Recorded information
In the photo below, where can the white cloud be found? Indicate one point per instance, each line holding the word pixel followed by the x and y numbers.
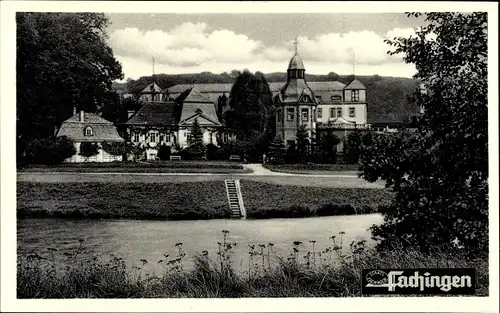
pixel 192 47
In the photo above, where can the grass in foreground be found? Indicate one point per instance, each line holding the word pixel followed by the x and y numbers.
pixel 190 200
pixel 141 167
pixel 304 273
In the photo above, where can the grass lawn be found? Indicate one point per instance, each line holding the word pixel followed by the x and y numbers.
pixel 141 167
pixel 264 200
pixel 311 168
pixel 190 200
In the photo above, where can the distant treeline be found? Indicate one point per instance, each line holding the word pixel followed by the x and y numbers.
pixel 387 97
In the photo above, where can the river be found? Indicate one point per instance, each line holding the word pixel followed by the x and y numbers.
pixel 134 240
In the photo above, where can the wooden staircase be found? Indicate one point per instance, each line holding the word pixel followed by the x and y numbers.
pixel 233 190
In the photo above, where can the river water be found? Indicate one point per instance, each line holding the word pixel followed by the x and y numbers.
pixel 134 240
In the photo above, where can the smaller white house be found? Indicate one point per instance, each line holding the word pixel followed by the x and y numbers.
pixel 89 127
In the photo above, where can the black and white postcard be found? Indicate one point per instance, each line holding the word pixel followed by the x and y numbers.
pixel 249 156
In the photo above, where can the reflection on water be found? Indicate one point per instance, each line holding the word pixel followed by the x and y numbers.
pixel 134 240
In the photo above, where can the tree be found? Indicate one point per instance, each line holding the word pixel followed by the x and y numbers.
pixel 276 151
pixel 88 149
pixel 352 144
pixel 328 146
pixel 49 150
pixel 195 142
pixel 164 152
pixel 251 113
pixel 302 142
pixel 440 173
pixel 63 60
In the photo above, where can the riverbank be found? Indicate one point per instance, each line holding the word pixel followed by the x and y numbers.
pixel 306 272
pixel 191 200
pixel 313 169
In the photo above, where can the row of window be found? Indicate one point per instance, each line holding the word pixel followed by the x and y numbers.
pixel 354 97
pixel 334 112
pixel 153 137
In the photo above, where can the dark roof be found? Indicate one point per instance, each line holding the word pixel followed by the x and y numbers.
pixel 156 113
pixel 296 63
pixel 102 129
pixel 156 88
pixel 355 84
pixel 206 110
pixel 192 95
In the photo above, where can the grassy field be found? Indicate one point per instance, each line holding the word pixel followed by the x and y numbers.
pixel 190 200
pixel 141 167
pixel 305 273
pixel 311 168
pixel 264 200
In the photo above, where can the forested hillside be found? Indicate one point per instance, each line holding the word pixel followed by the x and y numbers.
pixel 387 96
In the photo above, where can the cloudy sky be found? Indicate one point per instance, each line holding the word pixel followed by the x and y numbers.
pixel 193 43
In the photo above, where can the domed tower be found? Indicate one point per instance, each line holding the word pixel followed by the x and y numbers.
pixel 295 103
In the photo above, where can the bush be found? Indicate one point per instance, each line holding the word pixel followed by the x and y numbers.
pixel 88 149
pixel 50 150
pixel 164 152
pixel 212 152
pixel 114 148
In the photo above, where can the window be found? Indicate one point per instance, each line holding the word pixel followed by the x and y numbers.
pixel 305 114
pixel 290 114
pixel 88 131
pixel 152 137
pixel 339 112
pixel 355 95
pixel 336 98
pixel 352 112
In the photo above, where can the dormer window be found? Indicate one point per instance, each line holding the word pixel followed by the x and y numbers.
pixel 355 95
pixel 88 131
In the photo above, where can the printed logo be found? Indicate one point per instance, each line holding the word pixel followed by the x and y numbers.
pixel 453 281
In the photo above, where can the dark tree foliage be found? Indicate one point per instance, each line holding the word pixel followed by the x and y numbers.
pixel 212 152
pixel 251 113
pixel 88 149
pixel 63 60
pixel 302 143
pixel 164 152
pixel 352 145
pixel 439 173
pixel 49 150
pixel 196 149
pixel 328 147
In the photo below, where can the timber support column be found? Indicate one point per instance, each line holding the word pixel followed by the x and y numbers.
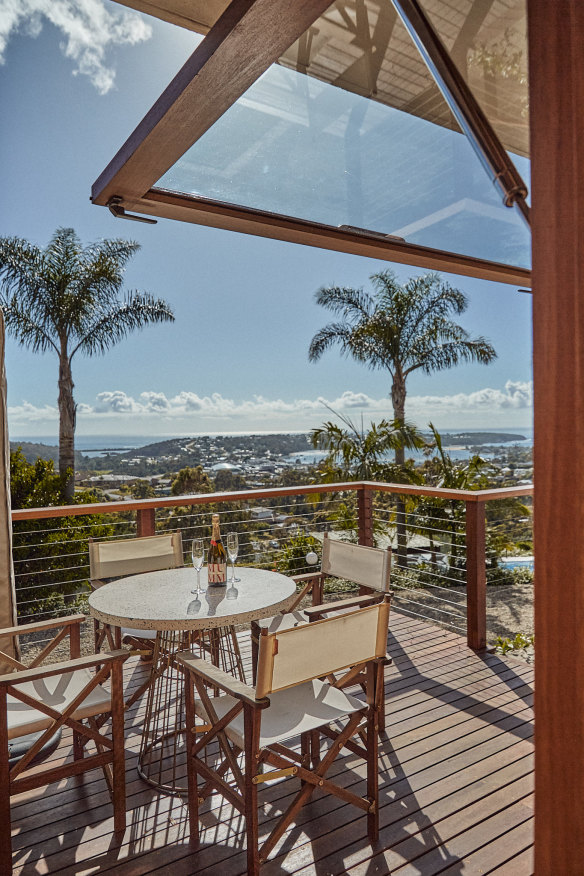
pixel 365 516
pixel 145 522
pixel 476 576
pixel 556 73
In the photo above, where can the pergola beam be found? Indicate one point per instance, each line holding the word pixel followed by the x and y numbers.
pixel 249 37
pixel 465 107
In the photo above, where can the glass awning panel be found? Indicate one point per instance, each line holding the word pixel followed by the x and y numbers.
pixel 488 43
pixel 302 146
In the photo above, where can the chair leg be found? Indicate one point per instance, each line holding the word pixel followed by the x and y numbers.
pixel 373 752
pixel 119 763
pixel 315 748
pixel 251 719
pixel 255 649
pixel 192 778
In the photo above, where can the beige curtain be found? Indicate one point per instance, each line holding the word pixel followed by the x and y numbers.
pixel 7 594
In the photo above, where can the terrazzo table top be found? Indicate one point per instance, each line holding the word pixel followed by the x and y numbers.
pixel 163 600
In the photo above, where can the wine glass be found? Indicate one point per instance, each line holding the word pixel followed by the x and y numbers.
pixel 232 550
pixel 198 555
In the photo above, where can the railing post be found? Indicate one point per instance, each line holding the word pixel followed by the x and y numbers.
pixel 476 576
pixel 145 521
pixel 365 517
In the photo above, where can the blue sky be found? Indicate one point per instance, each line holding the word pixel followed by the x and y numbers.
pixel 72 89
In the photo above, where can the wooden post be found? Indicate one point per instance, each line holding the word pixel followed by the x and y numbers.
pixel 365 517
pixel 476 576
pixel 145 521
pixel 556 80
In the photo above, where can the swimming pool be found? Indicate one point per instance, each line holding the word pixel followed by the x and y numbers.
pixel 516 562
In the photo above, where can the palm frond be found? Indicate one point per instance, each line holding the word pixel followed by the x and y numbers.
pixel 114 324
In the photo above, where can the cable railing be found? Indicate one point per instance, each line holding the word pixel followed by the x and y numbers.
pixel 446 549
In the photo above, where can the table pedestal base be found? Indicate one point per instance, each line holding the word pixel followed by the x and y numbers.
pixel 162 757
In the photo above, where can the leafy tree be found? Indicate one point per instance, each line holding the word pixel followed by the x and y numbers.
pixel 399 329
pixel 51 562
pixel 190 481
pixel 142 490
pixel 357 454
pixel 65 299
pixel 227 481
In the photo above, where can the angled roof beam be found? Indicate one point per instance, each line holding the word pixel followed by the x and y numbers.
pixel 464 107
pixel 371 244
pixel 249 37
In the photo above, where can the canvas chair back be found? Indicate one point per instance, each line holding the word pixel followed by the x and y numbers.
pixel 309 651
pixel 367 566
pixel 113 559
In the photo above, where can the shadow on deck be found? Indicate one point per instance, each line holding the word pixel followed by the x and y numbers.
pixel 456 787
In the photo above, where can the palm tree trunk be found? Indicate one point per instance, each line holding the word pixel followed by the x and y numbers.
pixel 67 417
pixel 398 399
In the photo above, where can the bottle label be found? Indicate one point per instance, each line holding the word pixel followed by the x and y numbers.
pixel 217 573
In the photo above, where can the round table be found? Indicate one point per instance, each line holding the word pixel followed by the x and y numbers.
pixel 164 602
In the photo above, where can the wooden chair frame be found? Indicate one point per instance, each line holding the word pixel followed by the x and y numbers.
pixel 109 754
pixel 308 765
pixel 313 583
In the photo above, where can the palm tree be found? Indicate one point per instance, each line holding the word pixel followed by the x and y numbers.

Prompt
Copy every line above word for word, from the first to the last, and leave the pictures out.

The completed task
In the photo below, where can the white cloud be found? Indicate one point per instance, each line holding the word pixel followed by the x and y numbers.
pixel 192 47
In the photo above, where can the grass in foreground be found? Indicate one point per instance, each line holding the word pixel followed by the x and y numbers.
pixel 190 200
pixel 141 167
pixel 304 273
In the photo above, where can the grass lawn be found? Indicate one point per instance, each line holding the word pixel followed by the x and y numbers.
pixel 141 167
pixel 264 200
pixel 311 168
pixel 190 200
In the photo above, where can the distant treeline be found? Indicate one point per instance, each line holding the word pixel followed by the x and y numbers.
pixel 387 97
In the photo above, where can the river be found? Indicate one point per instance, each line holding the word pixel followed by the x and y numbers.
pixel 134 240
In the photo above, where can the wooden staircase be found? Indicate one point per instance, each line holding the word pixel followed by the x and y numbers.
pixel 233 190
In the photo above, where can the river water be found? Indicate one point per instance, each line holding the word pixel followed by the x and y numbers.
pixel 134 240
In the photo above, where can the smaller white house be found? Indicate one point per instance, each line holding the word pixel followed by the x and y numbers.
pixel 89 127
In the photo above, where can the black and white postcard be found? Indicate one point per instance, each line holding the word pixel followed by the x and y numbers.
pixel 249 156
In the photo above, where can the reflection on water be found? Indicate one point per instance, each line holding the word pixel followed by the x and y numbers.
pixel 134 240
In the photo above, where can the tree be found? Indicate one point per instance, each line holding the word pixel followed by the x and y numbers.
pixel 276 151
pixel 88 149
pixel 352 144
pixel 328 146
pixel 49 150
pixel 195 142
pixel 164 152
pixel 251 113
pixel 302 142
pixel 440 173
pixel 63 60
In the photo above, where can the riverbank be found? Indicate one point per instance, each line holding the word pixel followed by the x and y numbers.
pixel 306 272
pixel 191 200
pixel 313 169
In the photo above, where can the row of window be found? Indicate one point per instance, each line holding the word pixel followed by the x and y numbers.
pixel 354 97
pixel 334 112
pixel 153 137
In the photo above, where can the dark roof be found? Indicate one point per instance, each line holding the word pixel followed by the x and y numbers.
pixel 156 113
pixel 296 63
pixel 102 129
pixel 156 88
pixel 355 84
pixel 206 110
pixel 192 95
In the photo above, where can the grassy field be found? Indicate one point per instance, each line holding the word pixel followed by the x and y numbers.
pixel 190 200
pixel 141 167
pixel 305 273
pixel 311 168
pixel 264 200
In the photo above, where can the forested hillside be found? Indicate one point per instance, each line holding the word pixel followed by the x and y numbers.
pixel 387 96
In the photo above, where can the cloudy sky be found? Indicate one point per instance, each line holding the word pixel followed by the x and y numbers.
pixel 193 43
In the photo above, where can the domed tower be found? Indicate one point per instance, each line holding the word pixel followed by the x and y numbers.
pixel 295 103
In the photo above, where can the bush be found? Indicate one point per instance, each line holding the word pixel followed by the x and y numbers.
pixel 88 149
pixel 50 150
pixel 164 152
pixel 212 152
pixel 114 148
In the photo above, where can the window be found? Indicate one point per instance, each line holding the word pixel followed by the x and y numbers.
pixel 305 114
pixel 290 114
pixel 88 131
pixel 152 137
pixel 339 112
pixel 355 95
pixel 336 98
pixel 352 112
In the photo above, where can the dormer window be found? Indicate one point per instance, each line holding the word pixel followed by the x and y numbers.
pixel 355 95
pixel 88 131
In the photo above, where can the printed logo be found? Indicate one point per instance, each line holding the word pixel followed by the x and y numbers.
pixel 453 281
In the photo above, where can the dark tree foliage be found? Indicate one point per instance, each line holding the word pixel followed by the x and y numbers.
pixel 212 152
pixel 251 113
pixel 88 149
pixel 63 60
pixel 302 143
pixel 164 152
pixel 352 145
pixel 439 173
pixel 49 150
pixel 196 149
pixel 328 147
In the photo below, where can the timber support column be found? Indicate one point per instance, each line holding the word pixel followed by the x and y numbers.
pixel 365 516
pixel 145 522
pixel 476 576
pixel 556 73
In the photo above, where can the pergola beam be found? Indicate one point per instance, each line holding the word pixel followed by the x and y numbers.
pixel 249 37
pixel 465 107
In the photo above, where can the glass awning panel be found? Indicate one point per instance, each line holding the word pixel followed by the x and y numbers.
pixel 488 43
pixel 302 146
In the photo above, where can the chair leg be found? Indicate one point per instance, each line holding the word pixel followed by the x and y numbers.
pixel 373 752
pixel 119 763
pixel 315 748
pixel 251 719
pixel 255 649
pixel 192 778
In the photo above, where can the beige curtain be found? Indicate one point per instance, each line holding the word pixel followed by the x and y numbers.
pixel 7 594
In the photo above, where can the terrazzo table top be found? Indicate one point per instance, each line holding the word pixel followed by the x and y numbers.
pixel 163 600
In the photo above, where can the wine glass be found? Indicate one point per instance, each line holding the word pixel followed by the x and y numbers.
pixel 232 550
pixel 198 555
In the photo above, where can the railing post be found? Indicate one point per instance, each line holding the word pixel followed by the x and y numbers.
pixel 476 576
pixel 145 521
pixel 365 517
In the photo above, where can the blue sky be found? Indicate one point per instance, each line holding the word pixel followed by the x and y numbers.
pixel 72 89
In the photo above, where can the wooden post be found? Indicate one point per instance, each line holding the word pixel followed by the x and y numbers.
pixel 365 517
pixel 476 576
pixel 145 521
pixel 556 80
In the photo above, where can the swimming pool be found? Indicate one point per instance, each line holding the word pixel followed by the x and y numbers.
pixel 516 562
In the photo above, where can the palm frond be found? Indicate one point per instance, each line holding the word pixel followed by the x and y numbers.
pixel 114 324
In the photo above, where can the cable railing be found? Indicate one point per instance, each line holding the word pixel followed by the x and y numbers.
pixel 446 549
In the photo above, where can the table pedestal base be found? Indicate one point per instance, each line holding the word pixel followed by the x and y numbers.
pixel 162 757
In the photo above, where can the leafy tree be found? Indicate one point per instance, each line holding the word pixel followed by the x and y numbers.
pixel 399 329
pixel 51 562
pixel 190 481
pixel 142 490
pixel 357 454
pixel 65 299
pixel 227 481
In the photo above, where can the angled roof beam be found? Indicate one point per instance, each line holding the word pixel followed by the x and y numbers.
pixel 464 107
pixel 371 244
pixel 249 37
In the photo above, where can the canvas chair back be found? Indicate one point per instance, each line holding the word pixel followed by the x and y numbers.
pixel 309 651
pixel 367 566
pixel 113 559
In the photo above, where can the shadow on deck be found? Indicate one point per instance, each line holding the word pixel followed by the x and y numbers.
pixel 456 787
In the photo above, where can the palm tree trunk be found? Indicate one point per instance, each line holding the word pixel followed by the x and y numbers.
pixel 67 417
pixel 398 399
In the photo above, where can the bottle label be found? Indicate one point per instance, each line holding the word pixel followed by the x and y numbers.
pixel 217 573
In the photo above, where can the round table be found? Indicate one point per instance, each line holding the word pixel followed by the x and y numbers.
pixel 164 602
In the photo above, where can the wooden chair frame be found? Indicate one point per instance, each line holding the word pixel followed by the x and y numbers.
pixel 109 754
pixel 308 765
pixel 313 583
In the photo above, where can the palm tree be found? Indicate one point per instance, each line holding the word pixel followed by the x and y numbers.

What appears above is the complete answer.